> Problem: Copy out the entries below precisely; nothing is to be omitted.

--- Start Extracted material ---

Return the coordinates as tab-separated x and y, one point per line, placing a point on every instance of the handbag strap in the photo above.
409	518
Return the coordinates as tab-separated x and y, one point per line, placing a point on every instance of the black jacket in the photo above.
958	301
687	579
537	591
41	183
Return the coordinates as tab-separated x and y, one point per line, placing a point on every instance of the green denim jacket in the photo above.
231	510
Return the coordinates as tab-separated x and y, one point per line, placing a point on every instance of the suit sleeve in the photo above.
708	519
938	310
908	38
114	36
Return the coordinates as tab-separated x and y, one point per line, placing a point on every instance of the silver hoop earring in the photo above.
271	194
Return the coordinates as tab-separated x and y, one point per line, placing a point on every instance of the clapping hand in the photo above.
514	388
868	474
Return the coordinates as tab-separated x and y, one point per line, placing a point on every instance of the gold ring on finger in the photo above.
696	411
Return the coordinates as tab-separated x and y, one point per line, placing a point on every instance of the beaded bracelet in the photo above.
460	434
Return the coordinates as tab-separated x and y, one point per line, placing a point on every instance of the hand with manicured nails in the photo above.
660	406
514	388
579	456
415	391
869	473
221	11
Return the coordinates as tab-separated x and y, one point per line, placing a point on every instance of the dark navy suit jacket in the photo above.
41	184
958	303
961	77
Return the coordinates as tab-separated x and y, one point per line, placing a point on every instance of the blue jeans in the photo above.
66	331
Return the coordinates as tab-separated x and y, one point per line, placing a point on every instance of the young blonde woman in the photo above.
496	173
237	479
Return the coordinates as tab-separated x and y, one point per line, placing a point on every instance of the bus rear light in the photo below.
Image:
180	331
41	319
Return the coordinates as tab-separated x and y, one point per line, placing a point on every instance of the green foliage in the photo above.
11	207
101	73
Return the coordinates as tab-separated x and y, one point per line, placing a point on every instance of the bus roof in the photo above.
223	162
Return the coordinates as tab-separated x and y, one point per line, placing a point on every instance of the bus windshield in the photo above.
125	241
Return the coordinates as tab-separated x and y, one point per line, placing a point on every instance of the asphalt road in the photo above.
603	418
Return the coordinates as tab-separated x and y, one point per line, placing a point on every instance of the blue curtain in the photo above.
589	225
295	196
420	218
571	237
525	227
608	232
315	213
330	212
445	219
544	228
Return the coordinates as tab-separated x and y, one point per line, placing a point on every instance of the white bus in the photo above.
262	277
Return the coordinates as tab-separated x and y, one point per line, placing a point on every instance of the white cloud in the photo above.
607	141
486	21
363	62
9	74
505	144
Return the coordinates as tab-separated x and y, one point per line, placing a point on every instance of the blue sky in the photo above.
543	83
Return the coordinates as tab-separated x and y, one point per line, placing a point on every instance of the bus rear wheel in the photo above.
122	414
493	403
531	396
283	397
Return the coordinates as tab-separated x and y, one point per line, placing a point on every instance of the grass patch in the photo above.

--- End Extracted material ---

> Written answer:
Return the coordinates as tab-separated x and y, one point per line, placing a point on every instance of the handbag strap in the photo above.
409	518
Return the coordinates as tab-separated x and y, one point per line, placing a point on every instance of the black jacket in the photo above.
958	301
687	579
537	591
41	183
Return the coordinates as tab-separated x and y, one point per line, placing a point on every instance of the green denim jacket in the photo above.
231	510
Return the coordinates as tab-separated x and y, one point per line, placing a point on every instance of the suit sleeve in the photo above.
708	519
938	310
908	38
114	36
Return the coordinates as tab-separated x and y, one point per line, placing a point on every instance of the silver hoop earring in the photo above.
271	194
Return the coordinates as tab-separated x and y, one point per line, placing a point on every instance of the clapping hand in the photo above.
514	388
868	474
Return the coordinates as tab-separated x and y, one point per line, placing a point on every instance of the gold ring on finger in the photo above.
696	411
Return the coordinates as tab-separated x and y, one point per line, placing a point on every instance of the beaded bracelet in the photo above.
460	434
Return the coordinates as tab-separated x and y, one point per line, placing a point on every instance of the hand with manicured nails in the photo above.
660	406
514	388
579	456
415	391
869	473
221	11
Return the coordinates as tab-separated x and y, one point per line, placing a point on every instance of the dark navy suit jacket in the photo above.
41	184
958	303
961	77
Return the coordinates as tab-separated x and y, one point per line, placing a point on every instance of the blue jeans in the photo above.
66	331
Return the coordinates as tab-separated x and y, one point per line, placing a point on every instance of the young blonde woman in the photo above.
496	173
237	479
Return the coordinates as tab-separated x and y, one point per line, placing a point on every instance of the bus rear light in the photo below.
Image:
180	331
41	319
Return the coordinates as tab-separated x and y, one point per line, placing a point on every instance of the green foliage in the photo above.
11	207
101	73
Return the coordinates as tab-separated x and y, one point per line, placing a point on every instance of the bus roof in the photo above.
223	162
Return the coordinates as tab-separated x and y, one point per line, placing a point on every instance of the bus windshield in the photo above.
125	241
Return the coordinates as tab-separated x and y, one point per line, placing a point on every instance of the asphalt road in the photo above.
603	418
Return the coordinates as tab-separated x and y, one point per line, placing a point on every instance of the blue curtain in the photo above.
589	225
295	196
420	218
571	237
525	227
608	232
315	213
330	212
445	219
544	228
Return the coordinates as tab-separated x and y, one point per line, placing a point on every instance of the white bus in the photo above.
262	277
Return the coordinates as tab-separated x and y, one point per line, placing a point on every instance of the white cloud in the photo above.
607	141
486	21
363	62
9	74
505	144
Return the coordinates as tab-separated x and y, one point per line, placing a point on every instance of the blue sky in the photo above.
543	83
Return the coordinates as tab-separated x and y, one point per line, placing a point on every instance of the bus rear wheel in the photo above.
122	414
493	403
531	396
283	397
Return the coordinates as tab-separated x and y, one point per line, placing a point on every instance of the grass patch in the photo above.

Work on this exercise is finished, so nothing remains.